Bryde's Whale - Taxonomy

Taxonomy

The taxonomy is poorly characterized. Three genetically distinct, candidate species/subspecies/morphologies, Bryde's whale B. brydei, Bryde's/Eden's whale B. edeni, and Omura's whale B. omurai, differentiate by geographic distribution, inshore/offshore preferences, and size. For at least two of the species, the scientific name B. edeni is common. Omura's whale, a pygmy, is only recently described and reaches only 11.5 m (38 ft).

In 1878, the Scottish zoologist John Anderson, first curator of the Indian Museum in Calcutta, described Balaenoptera edeni, naming it after the former British High Commissioner in Burma, Sir Ashley Eden, who helped obtain the type specimen. Eden's Deputy Commissioner, Major A.G. Duff, sent a Mr. Duke, one of his assistants, to Thaybyoo Creek, between the Sittang and Beeling rivers, on the Gulf of Martaban, where he found a 37-ft whale, which had stranded there in June 1871 after swimming more than twenty miles up the creek — it was said to have "exhausted itself by its furious struggles" to get free and "roared like an elephant" before finally expiring. Despite terrible weather, he was able to secure almost the entire skull as well as nearly all its vertebrae, along with other bones. These were sent to Anderson, who described the specimen, which was physically mature, as a new species. In 1913, the Norwegian scientist Ørjan Olsen, based on the examination of a dozen "sei whales" brought to the whaling stations at Durban and Saldanha, in South Africa, described Balaenoptera brydei, naming it after the Norwegian consul to South Africa Johan Bryde. In 1950, the Dutch scientist G.C.A. Junge, after comparing specimens of B. edeni and B. brydei with a 39-ft physically mature specimen that had stranded on Pulu Sugi, an island between Singapore and Sumatra, in July 1936, synonymized the two species into B. edeni (Anderson, 1878).

▶ [INSTRUCTIONS]:
A: Transcribe the passage on Bryde's whale taxonomy word for word, starting at "Bryde's Whale - Taxonomy" and ending at "11.5 m (38 ft).".
B: List every year mentioned in the passage on Bryde's whale taxonomy, in the order they first appear.
The lines that come after the passage play no part in this work.

(Excerpts from a dataset)
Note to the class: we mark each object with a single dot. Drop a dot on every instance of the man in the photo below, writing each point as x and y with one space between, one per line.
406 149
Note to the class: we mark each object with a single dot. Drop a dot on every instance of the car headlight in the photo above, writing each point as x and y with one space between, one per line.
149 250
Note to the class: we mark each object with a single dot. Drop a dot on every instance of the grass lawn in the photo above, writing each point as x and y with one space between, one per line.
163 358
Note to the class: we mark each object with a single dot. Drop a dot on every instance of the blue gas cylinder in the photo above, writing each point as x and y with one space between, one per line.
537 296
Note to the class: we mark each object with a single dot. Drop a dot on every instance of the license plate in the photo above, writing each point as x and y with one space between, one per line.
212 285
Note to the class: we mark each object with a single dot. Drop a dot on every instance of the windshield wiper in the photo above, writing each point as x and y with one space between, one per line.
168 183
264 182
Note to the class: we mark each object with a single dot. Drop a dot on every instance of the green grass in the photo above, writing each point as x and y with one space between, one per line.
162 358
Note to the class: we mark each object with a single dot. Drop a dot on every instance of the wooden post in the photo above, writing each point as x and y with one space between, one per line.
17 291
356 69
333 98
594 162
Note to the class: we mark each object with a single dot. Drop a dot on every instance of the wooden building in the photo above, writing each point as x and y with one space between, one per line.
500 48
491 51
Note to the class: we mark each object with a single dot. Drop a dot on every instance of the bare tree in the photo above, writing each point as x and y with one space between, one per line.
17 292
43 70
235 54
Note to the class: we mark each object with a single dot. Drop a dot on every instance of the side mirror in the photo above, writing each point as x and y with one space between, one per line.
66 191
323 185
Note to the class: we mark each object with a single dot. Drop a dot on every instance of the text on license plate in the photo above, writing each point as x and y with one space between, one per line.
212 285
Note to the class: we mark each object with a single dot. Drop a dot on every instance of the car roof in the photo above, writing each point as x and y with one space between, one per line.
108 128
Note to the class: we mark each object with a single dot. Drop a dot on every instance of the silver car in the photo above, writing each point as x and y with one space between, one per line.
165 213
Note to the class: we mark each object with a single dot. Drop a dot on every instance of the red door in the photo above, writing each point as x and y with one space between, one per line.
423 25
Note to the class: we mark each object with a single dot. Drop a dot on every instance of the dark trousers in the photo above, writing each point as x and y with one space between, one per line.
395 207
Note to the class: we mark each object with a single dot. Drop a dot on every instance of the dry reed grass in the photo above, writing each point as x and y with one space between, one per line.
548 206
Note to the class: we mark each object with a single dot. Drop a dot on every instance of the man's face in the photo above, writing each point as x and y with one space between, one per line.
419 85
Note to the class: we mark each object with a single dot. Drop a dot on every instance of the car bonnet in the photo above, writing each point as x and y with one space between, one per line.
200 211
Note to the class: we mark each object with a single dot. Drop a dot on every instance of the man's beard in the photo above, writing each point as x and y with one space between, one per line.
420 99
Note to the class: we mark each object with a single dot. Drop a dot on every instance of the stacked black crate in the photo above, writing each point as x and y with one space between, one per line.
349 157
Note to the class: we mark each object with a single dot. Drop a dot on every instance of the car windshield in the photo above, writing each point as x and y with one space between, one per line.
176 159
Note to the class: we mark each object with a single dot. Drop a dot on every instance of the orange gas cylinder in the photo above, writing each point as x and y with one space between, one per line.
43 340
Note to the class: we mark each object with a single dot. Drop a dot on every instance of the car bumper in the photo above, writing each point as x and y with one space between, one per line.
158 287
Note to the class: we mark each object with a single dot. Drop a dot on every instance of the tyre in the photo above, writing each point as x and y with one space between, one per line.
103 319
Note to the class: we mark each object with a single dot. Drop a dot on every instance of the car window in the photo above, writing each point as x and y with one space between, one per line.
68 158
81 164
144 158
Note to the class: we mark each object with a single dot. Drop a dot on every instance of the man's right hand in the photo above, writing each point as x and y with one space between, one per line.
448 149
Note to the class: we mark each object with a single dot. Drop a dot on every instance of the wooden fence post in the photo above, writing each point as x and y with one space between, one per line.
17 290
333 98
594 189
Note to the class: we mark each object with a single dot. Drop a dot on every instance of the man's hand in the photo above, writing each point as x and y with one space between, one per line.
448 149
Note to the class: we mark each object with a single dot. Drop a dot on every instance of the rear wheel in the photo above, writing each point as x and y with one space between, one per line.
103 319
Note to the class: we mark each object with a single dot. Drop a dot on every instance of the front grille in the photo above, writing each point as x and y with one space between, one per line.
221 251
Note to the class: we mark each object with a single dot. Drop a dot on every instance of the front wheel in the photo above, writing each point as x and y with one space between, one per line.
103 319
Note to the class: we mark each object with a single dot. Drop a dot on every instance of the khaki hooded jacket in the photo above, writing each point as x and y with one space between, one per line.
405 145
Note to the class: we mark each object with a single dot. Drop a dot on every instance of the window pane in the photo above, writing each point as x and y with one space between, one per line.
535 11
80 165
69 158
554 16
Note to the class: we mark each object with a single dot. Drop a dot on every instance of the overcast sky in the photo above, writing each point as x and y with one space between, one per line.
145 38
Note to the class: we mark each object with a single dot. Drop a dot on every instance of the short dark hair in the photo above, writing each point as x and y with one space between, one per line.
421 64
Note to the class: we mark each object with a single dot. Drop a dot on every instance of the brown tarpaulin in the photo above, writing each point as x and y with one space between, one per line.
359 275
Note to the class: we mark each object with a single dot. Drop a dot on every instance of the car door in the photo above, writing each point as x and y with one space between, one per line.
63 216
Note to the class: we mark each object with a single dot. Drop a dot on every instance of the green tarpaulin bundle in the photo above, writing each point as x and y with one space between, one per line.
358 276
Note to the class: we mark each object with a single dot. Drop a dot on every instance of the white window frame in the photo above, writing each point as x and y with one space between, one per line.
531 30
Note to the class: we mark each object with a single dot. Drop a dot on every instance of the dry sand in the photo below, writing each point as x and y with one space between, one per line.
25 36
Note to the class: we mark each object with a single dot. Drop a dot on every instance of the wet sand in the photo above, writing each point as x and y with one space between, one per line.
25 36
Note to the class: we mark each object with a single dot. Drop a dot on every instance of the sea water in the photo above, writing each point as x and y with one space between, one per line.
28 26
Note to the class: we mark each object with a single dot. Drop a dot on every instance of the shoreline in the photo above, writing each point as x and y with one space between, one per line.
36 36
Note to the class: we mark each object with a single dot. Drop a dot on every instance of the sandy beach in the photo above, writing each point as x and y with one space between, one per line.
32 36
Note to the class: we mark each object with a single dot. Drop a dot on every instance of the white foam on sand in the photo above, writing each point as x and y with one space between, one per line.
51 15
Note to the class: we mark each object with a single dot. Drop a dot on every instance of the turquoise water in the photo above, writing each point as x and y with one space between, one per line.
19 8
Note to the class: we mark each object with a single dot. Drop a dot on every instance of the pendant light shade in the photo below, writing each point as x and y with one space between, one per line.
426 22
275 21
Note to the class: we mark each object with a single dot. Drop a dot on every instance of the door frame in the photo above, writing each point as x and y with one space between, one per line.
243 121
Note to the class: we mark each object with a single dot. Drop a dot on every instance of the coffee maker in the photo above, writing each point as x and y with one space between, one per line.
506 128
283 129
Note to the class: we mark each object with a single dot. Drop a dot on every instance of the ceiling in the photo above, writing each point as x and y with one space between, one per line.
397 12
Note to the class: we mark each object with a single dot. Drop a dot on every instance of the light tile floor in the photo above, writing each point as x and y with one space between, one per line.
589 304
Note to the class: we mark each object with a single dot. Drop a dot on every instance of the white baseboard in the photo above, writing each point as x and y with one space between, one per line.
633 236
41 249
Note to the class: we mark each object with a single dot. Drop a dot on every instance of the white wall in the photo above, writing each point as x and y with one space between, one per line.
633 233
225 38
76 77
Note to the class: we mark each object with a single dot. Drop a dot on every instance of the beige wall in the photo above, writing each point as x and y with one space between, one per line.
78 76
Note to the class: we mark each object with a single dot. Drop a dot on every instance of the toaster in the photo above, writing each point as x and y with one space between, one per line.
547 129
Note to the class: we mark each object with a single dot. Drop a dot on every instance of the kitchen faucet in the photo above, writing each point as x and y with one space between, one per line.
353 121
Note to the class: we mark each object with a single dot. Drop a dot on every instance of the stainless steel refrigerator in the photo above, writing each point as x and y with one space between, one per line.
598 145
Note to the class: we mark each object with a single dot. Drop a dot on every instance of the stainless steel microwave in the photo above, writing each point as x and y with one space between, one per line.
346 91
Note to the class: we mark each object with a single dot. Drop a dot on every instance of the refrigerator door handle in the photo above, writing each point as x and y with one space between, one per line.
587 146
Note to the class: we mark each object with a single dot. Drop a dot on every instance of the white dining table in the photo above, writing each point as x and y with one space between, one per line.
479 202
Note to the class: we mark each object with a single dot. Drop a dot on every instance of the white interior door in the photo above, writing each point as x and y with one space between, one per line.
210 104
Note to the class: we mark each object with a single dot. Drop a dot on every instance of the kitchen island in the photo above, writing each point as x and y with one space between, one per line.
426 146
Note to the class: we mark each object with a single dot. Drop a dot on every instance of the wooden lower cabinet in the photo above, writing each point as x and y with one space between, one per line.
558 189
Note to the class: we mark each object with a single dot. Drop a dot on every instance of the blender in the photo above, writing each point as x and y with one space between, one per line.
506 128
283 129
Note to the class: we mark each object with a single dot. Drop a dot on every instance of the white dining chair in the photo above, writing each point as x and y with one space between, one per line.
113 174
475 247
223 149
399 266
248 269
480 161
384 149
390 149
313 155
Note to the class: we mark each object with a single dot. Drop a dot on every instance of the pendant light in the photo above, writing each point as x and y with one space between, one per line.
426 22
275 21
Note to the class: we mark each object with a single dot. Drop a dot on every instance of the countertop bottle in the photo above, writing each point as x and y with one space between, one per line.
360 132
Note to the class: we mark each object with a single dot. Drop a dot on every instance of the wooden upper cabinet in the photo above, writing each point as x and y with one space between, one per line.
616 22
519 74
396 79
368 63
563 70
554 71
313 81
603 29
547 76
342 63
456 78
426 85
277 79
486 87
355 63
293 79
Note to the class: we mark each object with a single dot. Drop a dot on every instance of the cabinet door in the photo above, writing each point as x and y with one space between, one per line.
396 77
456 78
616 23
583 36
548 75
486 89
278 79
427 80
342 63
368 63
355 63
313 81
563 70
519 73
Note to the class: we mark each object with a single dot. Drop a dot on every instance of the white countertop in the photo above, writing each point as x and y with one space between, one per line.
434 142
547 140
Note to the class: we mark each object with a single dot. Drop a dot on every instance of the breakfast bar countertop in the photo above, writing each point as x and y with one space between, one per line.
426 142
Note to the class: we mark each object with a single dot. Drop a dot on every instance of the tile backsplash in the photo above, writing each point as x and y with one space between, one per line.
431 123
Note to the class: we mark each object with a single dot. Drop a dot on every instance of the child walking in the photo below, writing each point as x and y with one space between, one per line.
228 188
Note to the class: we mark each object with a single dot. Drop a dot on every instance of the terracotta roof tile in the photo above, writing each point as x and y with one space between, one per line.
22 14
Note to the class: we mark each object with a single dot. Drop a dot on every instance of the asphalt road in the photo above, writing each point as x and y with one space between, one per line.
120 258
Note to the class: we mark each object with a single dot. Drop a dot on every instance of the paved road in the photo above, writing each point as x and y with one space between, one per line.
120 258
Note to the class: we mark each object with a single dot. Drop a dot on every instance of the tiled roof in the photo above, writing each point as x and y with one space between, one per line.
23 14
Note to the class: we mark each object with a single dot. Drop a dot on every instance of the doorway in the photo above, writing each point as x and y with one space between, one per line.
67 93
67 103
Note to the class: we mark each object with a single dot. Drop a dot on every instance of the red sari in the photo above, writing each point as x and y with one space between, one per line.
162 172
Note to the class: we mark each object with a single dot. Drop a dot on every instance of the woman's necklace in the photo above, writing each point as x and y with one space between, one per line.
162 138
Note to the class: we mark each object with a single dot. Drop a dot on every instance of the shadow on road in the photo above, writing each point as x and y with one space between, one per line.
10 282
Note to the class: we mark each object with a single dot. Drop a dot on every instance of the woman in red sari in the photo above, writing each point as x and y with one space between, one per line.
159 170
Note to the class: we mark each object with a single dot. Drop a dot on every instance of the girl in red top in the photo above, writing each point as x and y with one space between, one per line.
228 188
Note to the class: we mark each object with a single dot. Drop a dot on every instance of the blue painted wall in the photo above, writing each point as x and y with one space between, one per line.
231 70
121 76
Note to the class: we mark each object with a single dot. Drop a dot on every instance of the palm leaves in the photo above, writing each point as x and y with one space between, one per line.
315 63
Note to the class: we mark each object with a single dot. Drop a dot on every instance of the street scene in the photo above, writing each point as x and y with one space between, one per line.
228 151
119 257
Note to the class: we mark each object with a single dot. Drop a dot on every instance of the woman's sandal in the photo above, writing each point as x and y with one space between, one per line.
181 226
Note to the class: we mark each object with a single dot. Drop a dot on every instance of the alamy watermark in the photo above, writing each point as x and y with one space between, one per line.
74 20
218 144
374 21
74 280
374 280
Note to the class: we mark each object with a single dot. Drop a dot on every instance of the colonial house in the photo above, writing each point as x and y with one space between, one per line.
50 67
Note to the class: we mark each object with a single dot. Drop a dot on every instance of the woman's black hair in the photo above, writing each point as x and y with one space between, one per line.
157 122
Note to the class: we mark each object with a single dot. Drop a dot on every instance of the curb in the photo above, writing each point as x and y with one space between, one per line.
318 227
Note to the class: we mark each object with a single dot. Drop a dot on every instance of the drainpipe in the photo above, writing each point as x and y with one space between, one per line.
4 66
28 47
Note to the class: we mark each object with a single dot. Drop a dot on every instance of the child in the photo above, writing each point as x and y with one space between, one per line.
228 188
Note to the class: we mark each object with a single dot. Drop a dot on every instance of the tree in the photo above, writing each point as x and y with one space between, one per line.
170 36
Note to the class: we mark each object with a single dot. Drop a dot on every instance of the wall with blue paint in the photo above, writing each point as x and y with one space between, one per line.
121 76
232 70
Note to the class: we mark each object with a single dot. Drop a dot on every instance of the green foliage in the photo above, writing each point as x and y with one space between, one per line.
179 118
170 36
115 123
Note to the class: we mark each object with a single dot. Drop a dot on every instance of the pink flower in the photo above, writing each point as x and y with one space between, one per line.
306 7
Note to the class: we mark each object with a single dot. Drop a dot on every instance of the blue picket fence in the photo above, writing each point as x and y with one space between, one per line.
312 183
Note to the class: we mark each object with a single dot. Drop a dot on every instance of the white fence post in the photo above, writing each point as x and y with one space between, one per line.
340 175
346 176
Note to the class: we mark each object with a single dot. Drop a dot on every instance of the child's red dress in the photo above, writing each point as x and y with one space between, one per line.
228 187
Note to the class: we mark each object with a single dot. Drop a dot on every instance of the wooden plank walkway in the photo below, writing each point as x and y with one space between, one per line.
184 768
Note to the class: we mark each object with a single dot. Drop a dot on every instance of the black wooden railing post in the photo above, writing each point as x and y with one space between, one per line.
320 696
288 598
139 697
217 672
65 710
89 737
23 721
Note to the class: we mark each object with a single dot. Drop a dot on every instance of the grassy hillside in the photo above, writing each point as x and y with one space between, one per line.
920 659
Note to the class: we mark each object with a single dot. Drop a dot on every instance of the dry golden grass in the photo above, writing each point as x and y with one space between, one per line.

▶ [OUTPUTS IN ORDER]:
A:
Bryde's Whale - Taxonomy

Taxonomy

The taxonomy is poorly characterized. Three genetically distinct, candidate species/subspecies/morphologies, Bryde's whale B. brydei, Bryde's/Eden's whale B. edeni, and Omura's whale B. omurai, differentiate by geographic distribution, inshore/offshore preferences, and size. For at least two of the species, the scientific name B. edeni is common. Omura's whale, a pygmy, is only recently described and reaches only 11.5 m (38 ft).

B: 1878, 1871, 1913, 1950, 1936